EXERCÍCIOS PROPOSTOS
1) Devolva a parte do trecho que vai de "A promotora afirmou" até "falar como antes.", sem nenhuma alteração.
2) No trecho, onde Miguel está no segundo momento do vídeo apresentado por Karine?

Em 29 de abril de 2021, Yasmin teria trocado mais mensagens com outro homem, nas quais ela teria se referido ao filho com desprezo.
— Tu não conhece o Miguel. Ele está um ser humano muito ruim, detestável. Ontem fui brigar com ele e começou a gritar “chama a polícia” — promotora leu a mensagem de Yasmin.
A promotora exibiu ainda uma foto na qual a mãe e a madrasta estariam mantendo relações sexuais, enquanto o menino estaria trancado dentro do armário, ao fundo.
— Sentem prazer em ver o guri sofrer — reforçou.
A promotora afirmou que os medicamentos eram usados para que Miguel apanhasse quieto, e que Yasmin nunca planejou entregar o filho para a avó, porque se fizesse isso o garoto contaria sobre as torturas sofridas. No fim das argumentações, Karine apresentou um vídeo no qual é possível ouvir Miguel falando em dois momentos. No primeiro, é um menino animado, falando sobre brincadeiras. E no outro está dentro do armário na pousada, e se expressa com dificuldade. O MP buscou mostrar com isso que Miguel foi tão torturado, que nem conseguia mais falar como antes.

LINHAS EXIBIDAS
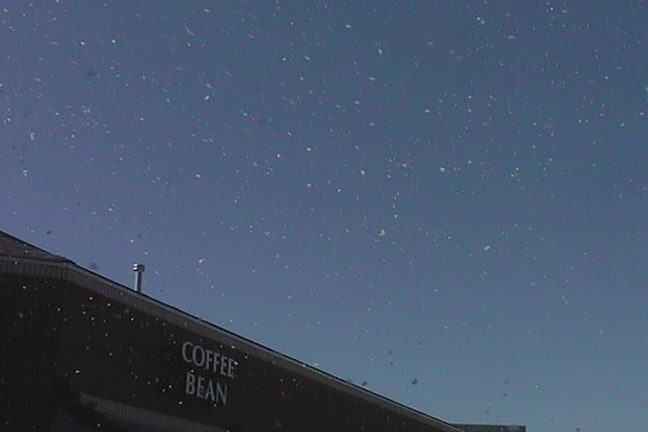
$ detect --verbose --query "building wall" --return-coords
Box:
[0,276,460,432]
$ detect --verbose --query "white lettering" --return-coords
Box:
[182,342,193,363]
[185,372,196,395]
[196,376,206,399]
[191,345,205,367]
[205,380,216,402]
[205,349,214,369]
[227,358,236,378]
[216,382,227,405]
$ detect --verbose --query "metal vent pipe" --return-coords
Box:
[133,263,146,292]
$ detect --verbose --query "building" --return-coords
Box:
[0,232,528,432]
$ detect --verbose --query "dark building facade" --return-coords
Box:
[0,232,523,432]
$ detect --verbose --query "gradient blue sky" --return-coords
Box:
[0,0,648,432]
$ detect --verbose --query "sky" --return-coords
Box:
[0,0,648,432]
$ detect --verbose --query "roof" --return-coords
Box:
[0,231,70,262]
[0,231,466,432]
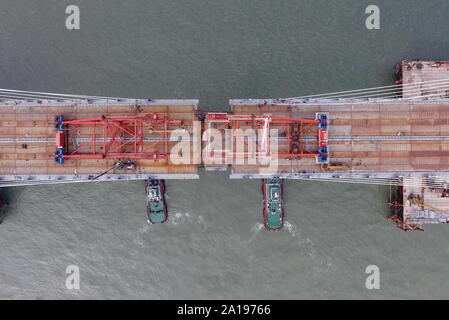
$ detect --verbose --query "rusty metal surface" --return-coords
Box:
[229,102,449,172]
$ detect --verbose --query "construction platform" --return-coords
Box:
[389,178,449,230]
[0,99,200,186]
[0,60,449,228]
[396,60,449,98]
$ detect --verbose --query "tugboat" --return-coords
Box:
[263,178,284,231]
[145,179,167,224]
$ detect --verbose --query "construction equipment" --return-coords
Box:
[407,194,449,217]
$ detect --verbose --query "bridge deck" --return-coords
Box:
[0,100,197,179]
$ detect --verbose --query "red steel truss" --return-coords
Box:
[205,113,321,158]
[62,114,181,160]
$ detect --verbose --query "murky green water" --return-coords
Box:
[0,0,449,299]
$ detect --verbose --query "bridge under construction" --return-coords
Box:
[0,60,449,230]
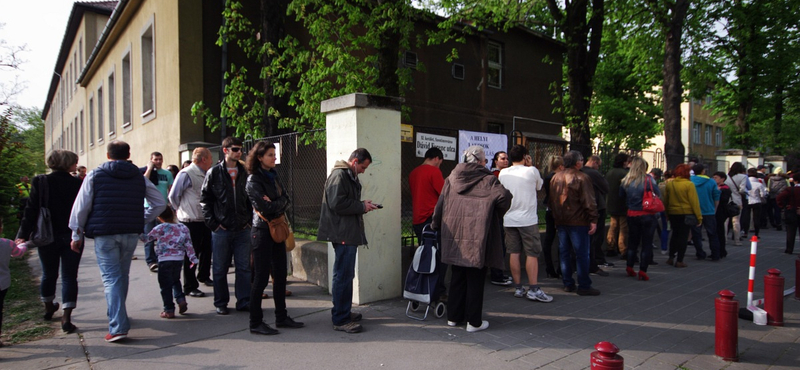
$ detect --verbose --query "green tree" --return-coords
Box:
[193,0,415,143]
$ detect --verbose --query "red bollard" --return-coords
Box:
[794,256,800,300]
[764,269,785,326]
[591,342,625,370]
[714,289,739,362]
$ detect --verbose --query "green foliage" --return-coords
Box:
[0,107,45,239]
[192,0,415,142]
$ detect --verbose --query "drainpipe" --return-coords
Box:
[219,0,228,142]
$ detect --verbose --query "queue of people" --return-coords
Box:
[0,137,800,342]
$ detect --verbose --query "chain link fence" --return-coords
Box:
[209,130,327,236]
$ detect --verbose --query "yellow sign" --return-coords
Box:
[400,123,414,143]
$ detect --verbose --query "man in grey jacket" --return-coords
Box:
[317,148,378,333]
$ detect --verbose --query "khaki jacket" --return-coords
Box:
[431,163,512,269]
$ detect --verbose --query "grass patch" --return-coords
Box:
[0,253,58,344]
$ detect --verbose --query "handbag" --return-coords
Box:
[29,175,54,247]
[642,176,664,213]
[255,211,294,246]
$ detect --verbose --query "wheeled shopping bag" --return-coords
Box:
[403,226,446,321]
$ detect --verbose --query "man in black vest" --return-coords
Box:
[69,140,167,342]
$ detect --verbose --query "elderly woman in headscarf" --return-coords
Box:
[431,145,511,333]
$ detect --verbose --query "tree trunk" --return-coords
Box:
[662,0,693,168]
[261,0,289,136]
[376,0,405,96]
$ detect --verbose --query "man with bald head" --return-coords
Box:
[169,148,213,297]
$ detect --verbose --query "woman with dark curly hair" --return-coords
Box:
[245,141,304,335]
[663,163,703,267]
[16,149,82,333]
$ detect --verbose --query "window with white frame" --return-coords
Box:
[142,23,156,118]
[97,86,105,143]
[89,96,94,146]
[692,122,702,144]
[122,53,133,127]
[486,42,503,89]
[107,71,117,136]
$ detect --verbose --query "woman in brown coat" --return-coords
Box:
[431,146,511,332]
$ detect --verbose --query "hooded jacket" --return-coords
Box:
[431,163,512,269]
[317,160,367,245]
[691,175,720,216]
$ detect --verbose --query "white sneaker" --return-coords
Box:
[467,320,489,333]
[525,289,553,303]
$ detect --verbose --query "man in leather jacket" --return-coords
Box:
[200,136,253,315]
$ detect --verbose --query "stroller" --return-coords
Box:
[403,225,447,321]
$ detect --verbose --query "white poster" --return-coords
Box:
[416,132,458,161]
[458,130,508,169]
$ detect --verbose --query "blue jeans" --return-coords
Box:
[692,215,720,260]
[211,227,250,310]
[557,225,592,289]
[158,261,186,312]
[144,218,161,267]
[627,214,658,272]
[38,234,83,308]
[94,234,139,335]
[331,245,358,326]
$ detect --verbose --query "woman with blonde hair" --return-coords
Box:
[663,163,703,267]
[619,157,661,281]
[542,155,564,279]
[16,149,83,333]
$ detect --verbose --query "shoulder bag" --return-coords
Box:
[30,175,54,247]
[642,176,664,213]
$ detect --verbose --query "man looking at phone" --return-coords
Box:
[317,148,378,333]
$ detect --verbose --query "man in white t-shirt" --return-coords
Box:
[498,145,553,302]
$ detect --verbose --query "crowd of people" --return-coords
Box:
[409,145,800,332]
[0,137,800,342]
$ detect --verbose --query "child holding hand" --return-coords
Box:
[145,206,199,319]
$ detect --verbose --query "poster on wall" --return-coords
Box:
[458,130,508,169]
[416,132,458,161]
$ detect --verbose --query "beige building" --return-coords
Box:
[642,97,727,172]
[42,0,219,168]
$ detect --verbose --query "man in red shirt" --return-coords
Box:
[408,147,447,301]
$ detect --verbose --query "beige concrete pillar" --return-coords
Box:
[321,93,402,304]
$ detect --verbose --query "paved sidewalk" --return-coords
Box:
[0,230,800,370]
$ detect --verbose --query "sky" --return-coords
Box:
[0,0,74,109]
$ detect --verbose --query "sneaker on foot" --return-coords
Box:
[106,333,128,343]
[333,321,363,334]
[467,320,489,333]
[578,288,600,295]
[492,279,514,286]
[525,289,553,303]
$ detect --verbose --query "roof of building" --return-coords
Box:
[42,1,119,119]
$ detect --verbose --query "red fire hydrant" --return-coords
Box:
[764,269,785,326]
[794,256,800,300]
[714,289,739,362]
[591,342,625,370]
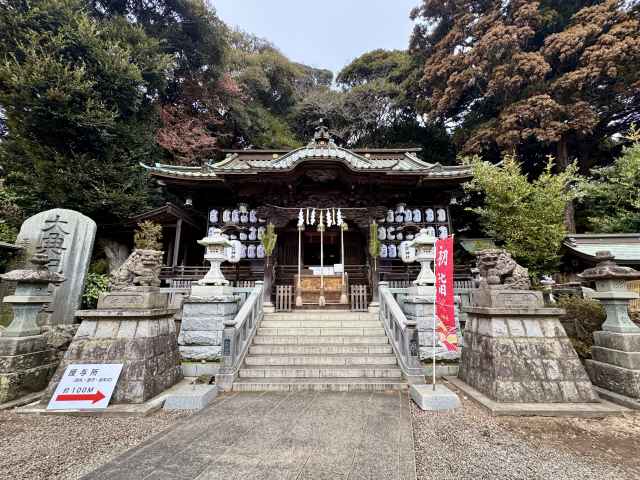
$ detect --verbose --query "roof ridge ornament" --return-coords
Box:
[307,118,337,148]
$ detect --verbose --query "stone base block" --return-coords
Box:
[409,385,460,412]
[98,287,168,309]
[591,346,640,370]
[163,385,218,411]
[43,309,182,404]
[586,360,640,400]
[458,306,598,403]
[0,361,58,403]
[180,345,222,362]
[0,335,47,356]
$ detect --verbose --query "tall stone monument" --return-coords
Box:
[178,229,240,362]
[580,252,640,402]
[16,208,97,325]
[458,249,598,403]
[0,254,64,403]
[44,249,181,403]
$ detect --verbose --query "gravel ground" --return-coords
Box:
[412,390,640,480]
[0,411,191,480]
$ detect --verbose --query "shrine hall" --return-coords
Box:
[139,126,471,309]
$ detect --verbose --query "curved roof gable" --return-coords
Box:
[139,126,471,180]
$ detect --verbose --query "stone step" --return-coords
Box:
[245,355,397,366]
[233,378,407,392]
[260,318,382,328]
[264,310,378,321]
[258,327,385,337]
[249,344,393,355]
[240,365,402,379]
[253,334,389,345]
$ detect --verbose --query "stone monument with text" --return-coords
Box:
[0,254,64,403]
[458,249,599,403]
[16,208,97,325]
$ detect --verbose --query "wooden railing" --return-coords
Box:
[378,282,424,383]
[275,285,293,312]
[350,285,369,312]
[216,281,264,391]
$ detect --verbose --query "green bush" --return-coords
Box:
[133,220,162,250]
[82,273,109,308]
[557,296,607,359]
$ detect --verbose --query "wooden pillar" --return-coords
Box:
[171,218,182,267]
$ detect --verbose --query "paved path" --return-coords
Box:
[84,392,416,480]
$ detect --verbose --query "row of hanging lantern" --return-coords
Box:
[298,208,345,228]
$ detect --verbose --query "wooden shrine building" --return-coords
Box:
[136,126,471,305]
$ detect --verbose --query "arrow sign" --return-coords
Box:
[47,363,124,411]
[56,390,105,403]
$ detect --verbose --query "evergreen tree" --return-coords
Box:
[412,0,640,169]
[0,0,172,223]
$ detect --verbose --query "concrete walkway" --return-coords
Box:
[84,391,416,480]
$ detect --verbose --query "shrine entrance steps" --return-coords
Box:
[233,310,407,392]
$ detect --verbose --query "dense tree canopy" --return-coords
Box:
[0,0,640,244]
[0,0,171,219]
[412,0,640,167]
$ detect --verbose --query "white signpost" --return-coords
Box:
[47,363,122,410]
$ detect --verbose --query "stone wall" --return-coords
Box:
[459,307,598,403]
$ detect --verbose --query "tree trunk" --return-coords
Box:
[558,136,576,233]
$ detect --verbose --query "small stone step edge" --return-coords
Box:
[233,378,408,392]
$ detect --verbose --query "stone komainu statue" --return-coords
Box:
[476,249,531,290]
[109,249,164,290]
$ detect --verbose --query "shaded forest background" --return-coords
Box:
[0,0,640,240]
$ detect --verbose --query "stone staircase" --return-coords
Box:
[233,310,406,391]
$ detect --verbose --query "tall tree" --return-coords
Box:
[412,0,640,168]
[90,0,231,164]
[0,0,172,222]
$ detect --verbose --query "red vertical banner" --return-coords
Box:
[434,236,458,352]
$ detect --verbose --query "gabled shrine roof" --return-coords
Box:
[142,127,471,180]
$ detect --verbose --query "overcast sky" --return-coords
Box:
[209,0,420,77]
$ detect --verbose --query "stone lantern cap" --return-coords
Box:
[578,251,640,281]
[0,253,65,285]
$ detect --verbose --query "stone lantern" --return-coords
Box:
[400,229,444,359]
[0,254,64,337]
[178,228,240,364]
[191,228,240,297]
[579,252,640,407]
[0,254,64,403]
[578,252,640,334]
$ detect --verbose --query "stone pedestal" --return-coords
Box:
[43,287,182,404]
[586,331,640,401]
[0,334,58,403]
[458,288,598,403]
[178,285,240,362]
[580,251,640,401]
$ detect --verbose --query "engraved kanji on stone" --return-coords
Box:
[37,215,69,268]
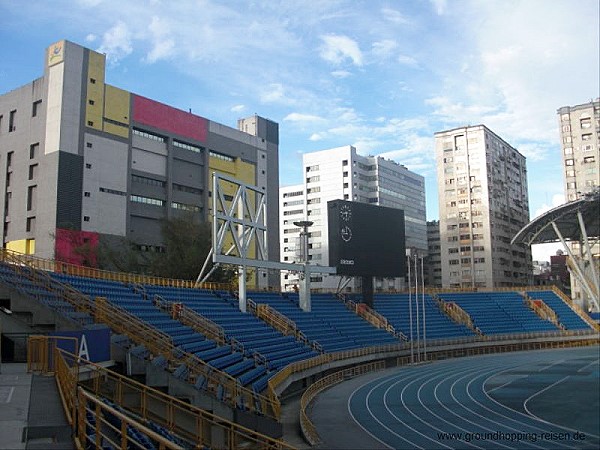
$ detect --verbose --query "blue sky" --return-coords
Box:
[0,0,600,258]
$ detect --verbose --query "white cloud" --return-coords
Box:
[371,39,398,59]
[331,70,352,78]
[381,8,411,25]
[398,55,419,67]
[98,21,133,64]
[429,0,448,16]
[283,113,324,123]
[146,16,175,63]
[533,194,565,217]
[320,34,363,66]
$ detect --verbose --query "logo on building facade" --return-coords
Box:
[48,41,65,66]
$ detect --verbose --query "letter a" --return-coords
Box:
[79,334,90,361]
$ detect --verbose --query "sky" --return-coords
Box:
[0,0,600,260]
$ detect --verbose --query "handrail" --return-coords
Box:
[96,297,277,418]
[28,336,293,449]
[75,387,182,450]
[153,294,227,345]
[249,302,323,353]
[300,361,385,445]
[523,292,565,330]
[546,284,600,331]
[0,248,231,290]
[431,294,483,335]
[0,251,280,419]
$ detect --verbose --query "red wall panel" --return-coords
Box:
[55,228,99,267]
[133,95,208,142]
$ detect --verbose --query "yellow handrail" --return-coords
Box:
[28,336,293,449]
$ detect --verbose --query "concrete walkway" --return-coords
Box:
[0,363,32,449]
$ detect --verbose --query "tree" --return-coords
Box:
[150,213,234,283]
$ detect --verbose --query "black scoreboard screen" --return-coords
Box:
[327,200,406,278]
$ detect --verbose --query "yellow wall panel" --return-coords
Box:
[25,239,35,255]
[6,239,27,253]
[104,84,130,125]
[104,122,129,138]
[85,51,106,131]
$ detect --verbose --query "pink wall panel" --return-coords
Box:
[55,228,99,267]
[133,95,208,142]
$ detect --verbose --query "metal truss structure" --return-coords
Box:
[511,189,600,311]
[197,172,335,312]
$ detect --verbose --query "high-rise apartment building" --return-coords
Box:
[557,99,600,202]
[435,125,531,288]
[557,98,600,304]
[0,41,279,285]
[425,220,442,288]
[279,146,427,290]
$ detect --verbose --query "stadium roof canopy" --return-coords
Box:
[511,188,600,311]
[511,189,600,245]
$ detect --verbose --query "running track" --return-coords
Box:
[310,347,600,449]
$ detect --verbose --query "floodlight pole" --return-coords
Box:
[294,220,314,312]
[406,254,415,364]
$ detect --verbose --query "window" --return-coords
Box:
[29,164,38,180]
[209,150,235,162]
[132,128,166,142]
[27,185,37,211]
[29,143,40,159]
[99,187,127,197]
[131,175,165,189]
[171,202,200,212]
[8,109,17,133]
[25,216,35,233]
[31,100,42,117]
[129,195,165,206]
[172,183,202,195]
[173,140,204,153]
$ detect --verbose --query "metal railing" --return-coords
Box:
[300,361,385,445]
[153,295,227,345]
[1,251,278,419]
[28,336,293,449]
[254,302,323,353]
[0,248,231,290]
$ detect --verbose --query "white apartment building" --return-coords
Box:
[279,145,427,290]
[435,125,531,288]
[557,98,600,304]
[557,99,600,202]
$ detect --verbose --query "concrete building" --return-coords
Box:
[435,125,531,288]
[279,146,427,290]
[557,98,600,304]
[425,220,442,288]
[557,99,600,202]
[0,37,279,285]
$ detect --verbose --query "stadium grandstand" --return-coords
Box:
[0,249,598,449]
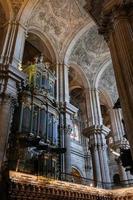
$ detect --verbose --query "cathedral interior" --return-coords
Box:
[0,0,133,200]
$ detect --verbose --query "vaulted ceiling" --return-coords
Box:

RESPOSTAS FORNECIDAS
1)
A promotora afirmou que os medicamentos eram usados para que Miguel apanhasse quieto, e que Yasmin nunca planejou entregar o filho para a avó, porque se fizesse isso o garoto contaria sobre as torturas sofridas. No fim das argumentações, Karine apresentou um vídeo no qual é possível ouvir Miguel falando em dois momentos. No primeiro, é um menino animado, falando sobre brincadeiras. E no outro está dentro do armário na pousada, e se expressa com dificuldade. O MP buscou mostrar com isso que Miguel foi tão torturado, que nem conseguia mais falar como antes.

2) Dentro do armário na pousada.